__Task objective__: Tally the lines in the listing below that contain the word "green". Reply with only the number.
Begin Supplied records
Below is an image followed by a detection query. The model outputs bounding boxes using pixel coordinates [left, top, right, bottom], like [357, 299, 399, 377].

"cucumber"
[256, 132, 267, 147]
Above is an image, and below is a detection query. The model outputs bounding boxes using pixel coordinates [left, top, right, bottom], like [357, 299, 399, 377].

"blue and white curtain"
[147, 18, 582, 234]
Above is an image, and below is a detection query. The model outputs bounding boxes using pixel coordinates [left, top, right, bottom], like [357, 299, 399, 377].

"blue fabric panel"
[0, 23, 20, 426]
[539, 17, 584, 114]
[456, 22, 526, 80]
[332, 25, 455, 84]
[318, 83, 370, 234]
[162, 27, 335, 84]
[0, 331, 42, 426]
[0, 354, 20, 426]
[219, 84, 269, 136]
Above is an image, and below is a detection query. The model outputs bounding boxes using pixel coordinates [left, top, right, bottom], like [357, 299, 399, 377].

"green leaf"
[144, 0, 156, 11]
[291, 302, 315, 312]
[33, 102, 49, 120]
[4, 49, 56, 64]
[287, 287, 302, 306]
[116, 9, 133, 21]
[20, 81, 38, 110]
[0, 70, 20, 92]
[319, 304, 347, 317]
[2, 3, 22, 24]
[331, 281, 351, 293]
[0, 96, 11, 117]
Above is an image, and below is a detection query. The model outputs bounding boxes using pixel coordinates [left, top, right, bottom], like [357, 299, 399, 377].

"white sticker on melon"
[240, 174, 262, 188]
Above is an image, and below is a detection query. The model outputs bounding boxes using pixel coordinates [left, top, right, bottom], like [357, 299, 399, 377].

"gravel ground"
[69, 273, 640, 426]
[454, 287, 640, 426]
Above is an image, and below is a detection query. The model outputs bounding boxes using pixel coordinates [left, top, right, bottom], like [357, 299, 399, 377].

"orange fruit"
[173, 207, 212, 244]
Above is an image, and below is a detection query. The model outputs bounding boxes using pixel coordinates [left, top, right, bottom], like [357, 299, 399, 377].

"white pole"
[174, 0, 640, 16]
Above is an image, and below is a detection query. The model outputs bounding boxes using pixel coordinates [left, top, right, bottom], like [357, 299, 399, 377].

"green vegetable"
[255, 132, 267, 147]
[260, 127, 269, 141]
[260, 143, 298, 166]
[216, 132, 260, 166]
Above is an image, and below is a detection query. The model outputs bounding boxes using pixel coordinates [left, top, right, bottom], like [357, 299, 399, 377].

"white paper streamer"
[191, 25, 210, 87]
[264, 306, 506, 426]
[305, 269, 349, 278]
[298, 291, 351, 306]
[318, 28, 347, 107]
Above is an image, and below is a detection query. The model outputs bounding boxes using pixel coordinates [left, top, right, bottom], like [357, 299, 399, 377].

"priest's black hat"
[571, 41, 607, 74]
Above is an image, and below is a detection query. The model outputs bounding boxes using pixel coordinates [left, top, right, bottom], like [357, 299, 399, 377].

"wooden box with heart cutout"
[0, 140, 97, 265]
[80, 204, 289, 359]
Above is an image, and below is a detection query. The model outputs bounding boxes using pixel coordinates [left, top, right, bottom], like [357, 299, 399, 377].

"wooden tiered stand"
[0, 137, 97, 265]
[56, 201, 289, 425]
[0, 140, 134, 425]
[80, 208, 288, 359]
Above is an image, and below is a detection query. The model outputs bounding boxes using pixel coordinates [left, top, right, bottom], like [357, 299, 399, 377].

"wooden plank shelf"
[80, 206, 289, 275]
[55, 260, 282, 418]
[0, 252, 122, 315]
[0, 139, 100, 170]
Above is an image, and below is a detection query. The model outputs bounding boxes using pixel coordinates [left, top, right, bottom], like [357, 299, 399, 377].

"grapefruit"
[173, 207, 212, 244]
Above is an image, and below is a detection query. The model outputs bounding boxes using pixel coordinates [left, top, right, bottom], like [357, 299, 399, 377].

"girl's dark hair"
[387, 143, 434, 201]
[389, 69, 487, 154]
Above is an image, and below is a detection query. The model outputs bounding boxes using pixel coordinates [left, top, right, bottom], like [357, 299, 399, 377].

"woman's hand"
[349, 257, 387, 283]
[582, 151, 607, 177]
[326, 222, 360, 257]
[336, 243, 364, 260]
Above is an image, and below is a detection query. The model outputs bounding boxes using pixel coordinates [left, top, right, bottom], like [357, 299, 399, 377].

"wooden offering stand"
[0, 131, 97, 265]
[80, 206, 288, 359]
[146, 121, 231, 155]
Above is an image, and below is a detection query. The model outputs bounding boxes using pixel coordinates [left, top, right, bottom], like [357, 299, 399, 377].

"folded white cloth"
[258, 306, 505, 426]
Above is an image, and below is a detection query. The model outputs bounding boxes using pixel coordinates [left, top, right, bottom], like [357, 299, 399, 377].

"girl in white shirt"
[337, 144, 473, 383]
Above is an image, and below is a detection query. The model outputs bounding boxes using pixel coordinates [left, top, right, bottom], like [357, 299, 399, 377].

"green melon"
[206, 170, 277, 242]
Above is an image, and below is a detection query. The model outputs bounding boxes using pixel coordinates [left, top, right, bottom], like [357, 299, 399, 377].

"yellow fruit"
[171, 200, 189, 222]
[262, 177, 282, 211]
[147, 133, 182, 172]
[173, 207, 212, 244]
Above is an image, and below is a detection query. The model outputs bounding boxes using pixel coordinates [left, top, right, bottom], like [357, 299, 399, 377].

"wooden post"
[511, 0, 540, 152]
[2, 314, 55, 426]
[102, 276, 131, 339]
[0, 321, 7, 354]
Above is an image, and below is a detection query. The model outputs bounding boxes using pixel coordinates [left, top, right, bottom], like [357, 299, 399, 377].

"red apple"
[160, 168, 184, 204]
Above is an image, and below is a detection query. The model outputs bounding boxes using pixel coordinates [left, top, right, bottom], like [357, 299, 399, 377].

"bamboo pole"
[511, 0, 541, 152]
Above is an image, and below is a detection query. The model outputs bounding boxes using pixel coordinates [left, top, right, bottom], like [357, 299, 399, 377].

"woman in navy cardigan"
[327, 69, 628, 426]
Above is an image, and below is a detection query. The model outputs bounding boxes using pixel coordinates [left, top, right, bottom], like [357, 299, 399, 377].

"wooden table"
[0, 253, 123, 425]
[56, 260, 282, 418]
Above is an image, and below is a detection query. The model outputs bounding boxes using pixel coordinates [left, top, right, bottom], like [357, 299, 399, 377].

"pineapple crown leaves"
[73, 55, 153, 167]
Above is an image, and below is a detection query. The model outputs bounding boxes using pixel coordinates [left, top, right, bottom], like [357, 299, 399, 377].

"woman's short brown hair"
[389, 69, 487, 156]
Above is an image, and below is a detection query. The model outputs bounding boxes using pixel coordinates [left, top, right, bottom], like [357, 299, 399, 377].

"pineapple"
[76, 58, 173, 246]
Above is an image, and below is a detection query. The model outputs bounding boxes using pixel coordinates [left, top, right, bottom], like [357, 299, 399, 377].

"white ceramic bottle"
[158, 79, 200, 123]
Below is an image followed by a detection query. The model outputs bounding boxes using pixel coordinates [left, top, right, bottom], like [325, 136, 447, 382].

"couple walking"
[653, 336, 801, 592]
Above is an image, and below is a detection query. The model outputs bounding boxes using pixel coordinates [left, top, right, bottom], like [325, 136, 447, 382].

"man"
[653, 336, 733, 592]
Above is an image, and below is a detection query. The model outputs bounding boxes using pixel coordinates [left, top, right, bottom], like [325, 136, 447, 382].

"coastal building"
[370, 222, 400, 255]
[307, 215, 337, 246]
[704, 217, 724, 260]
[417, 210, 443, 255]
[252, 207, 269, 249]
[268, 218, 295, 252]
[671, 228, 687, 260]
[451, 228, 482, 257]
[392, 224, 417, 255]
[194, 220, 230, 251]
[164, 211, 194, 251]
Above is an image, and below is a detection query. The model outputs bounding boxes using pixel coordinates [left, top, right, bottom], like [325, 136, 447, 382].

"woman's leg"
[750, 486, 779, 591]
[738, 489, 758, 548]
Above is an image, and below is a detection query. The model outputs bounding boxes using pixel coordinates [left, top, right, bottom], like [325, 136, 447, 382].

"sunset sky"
End Supplied records
__Answer to this exercise__: 3